_Stated goal_
Pull out every line of the data below that contains the string "Query", and list those lines in order.

———

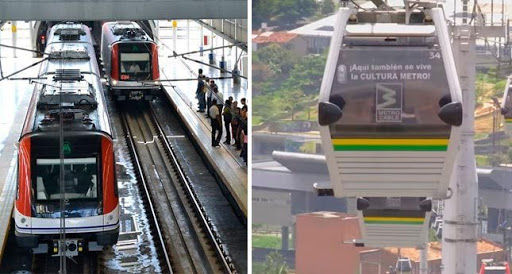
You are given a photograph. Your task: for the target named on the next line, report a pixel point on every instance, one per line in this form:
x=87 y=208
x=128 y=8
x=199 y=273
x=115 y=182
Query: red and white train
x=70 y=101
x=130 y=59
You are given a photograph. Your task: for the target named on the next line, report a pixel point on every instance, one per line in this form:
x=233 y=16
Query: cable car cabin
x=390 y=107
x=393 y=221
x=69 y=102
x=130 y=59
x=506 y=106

———

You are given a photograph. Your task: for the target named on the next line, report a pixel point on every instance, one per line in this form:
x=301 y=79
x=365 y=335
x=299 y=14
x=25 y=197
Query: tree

———

_Expected answer_
Query: red and white train
Query: cable car cabin
Query: tree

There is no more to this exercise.